### [WHAT TO PRODUCE]
Type out each entry exactly.

### [SUPPLIED RECORDS]
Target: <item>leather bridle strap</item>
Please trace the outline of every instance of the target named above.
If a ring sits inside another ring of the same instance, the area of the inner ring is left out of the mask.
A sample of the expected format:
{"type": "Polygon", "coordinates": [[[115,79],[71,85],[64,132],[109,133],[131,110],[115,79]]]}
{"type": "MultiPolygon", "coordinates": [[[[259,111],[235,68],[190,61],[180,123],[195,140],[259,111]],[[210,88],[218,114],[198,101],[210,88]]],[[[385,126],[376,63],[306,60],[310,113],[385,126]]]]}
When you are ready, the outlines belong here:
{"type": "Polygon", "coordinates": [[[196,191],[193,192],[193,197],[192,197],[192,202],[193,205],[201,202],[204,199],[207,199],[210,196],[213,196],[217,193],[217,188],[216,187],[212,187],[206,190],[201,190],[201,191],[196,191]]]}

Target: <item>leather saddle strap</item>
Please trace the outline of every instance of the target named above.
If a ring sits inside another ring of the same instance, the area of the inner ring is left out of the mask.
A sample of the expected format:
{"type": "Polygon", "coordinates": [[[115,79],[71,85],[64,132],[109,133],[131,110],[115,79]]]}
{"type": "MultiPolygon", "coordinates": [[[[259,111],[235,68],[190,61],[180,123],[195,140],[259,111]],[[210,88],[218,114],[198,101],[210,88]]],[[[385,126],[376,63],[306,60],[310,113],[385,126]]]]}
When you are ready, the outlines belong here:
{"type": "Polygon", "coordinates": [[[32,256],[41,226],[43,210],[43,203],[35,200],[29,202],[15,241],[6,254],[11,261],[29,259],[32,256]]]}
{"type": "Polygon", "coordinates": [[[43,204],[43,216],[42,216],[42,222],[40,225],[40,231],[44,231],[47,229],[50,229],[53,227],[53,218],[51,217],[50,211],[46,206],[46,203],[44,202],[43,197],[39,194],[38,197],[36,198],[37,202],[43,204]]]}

### [TASK RESPONSE]
Target: <item>leather bridle strap</item>
Please trace the outline of every instance of the target named above.
If a ring sits inside another ring of the same instance, the area of the inner ring is left out of the mask.
A sample of the expected format:
{"type": "Polygon", "coordinates": [[[115,79],[71,85],[64,132],[109,133],[131,110],[115,79]]]}
{"type": "MultiPolygon", "coordinates": [[[[259,111],[235,68],[190,61],[180,123],[195,140],[259,111]],[[210,88],[218,114],[198,101],[210,88]]],[[[385,126],[376,63],[306,60],[310,113],[385,126]]]]}
When you are ready, the outlines belong here:
{"type": "Polygon", "coordinates": [[[196,191],[193,192],[193,197],[192,197],[192,202],[193,205],[201,202],[204,199],[207,199],[210,196],[213,196],[217,193],[217,188],[216,187],[212,187],[206,190],[201,190],[201,191],[196,191]]]}

Target: <item>leather saddle strap</item>
Please trace the outline of every instance of the target named above.
If a ring sits inside another ring of the same instance, the area of the inner ring is left out of the mask.
A sample of the expected format:
{"type": "Polygon", "coordinates": [[[115,79],[71,85],[64,132],[109,133],[131,110],[115,79]]]}
{"type": "MultiPolygon", "coordinates": [[[[259,111],[235,68],[190,61],[180,123],[195,140],[259,111]],[[210,88],[218,114],[198,101],[210,88]]],[[[385,126],[376,63],[306,60],[310,113],[385,126]]]]}
When you are ready, the outlines belong here:
{"type": "Polygon", "coordinates": [[[32,256],[41,226],[43,210],[43,203],[35,200],[29,202],[15,241],[6,254],[11,261],[29,259],[32,256]]]}
{"type": "Polygon", "coordinates": [[[43,204],[43,216],[42,216],[42,222],[40,225],[40,231],[44,231],[47,229],[50,229],[53,227],[53,218],[51,217],[50,211],[46,206],[46,203],[44,202],[43,197],[39,194],[38,197],[36,198],[37,202],[43,204]]]}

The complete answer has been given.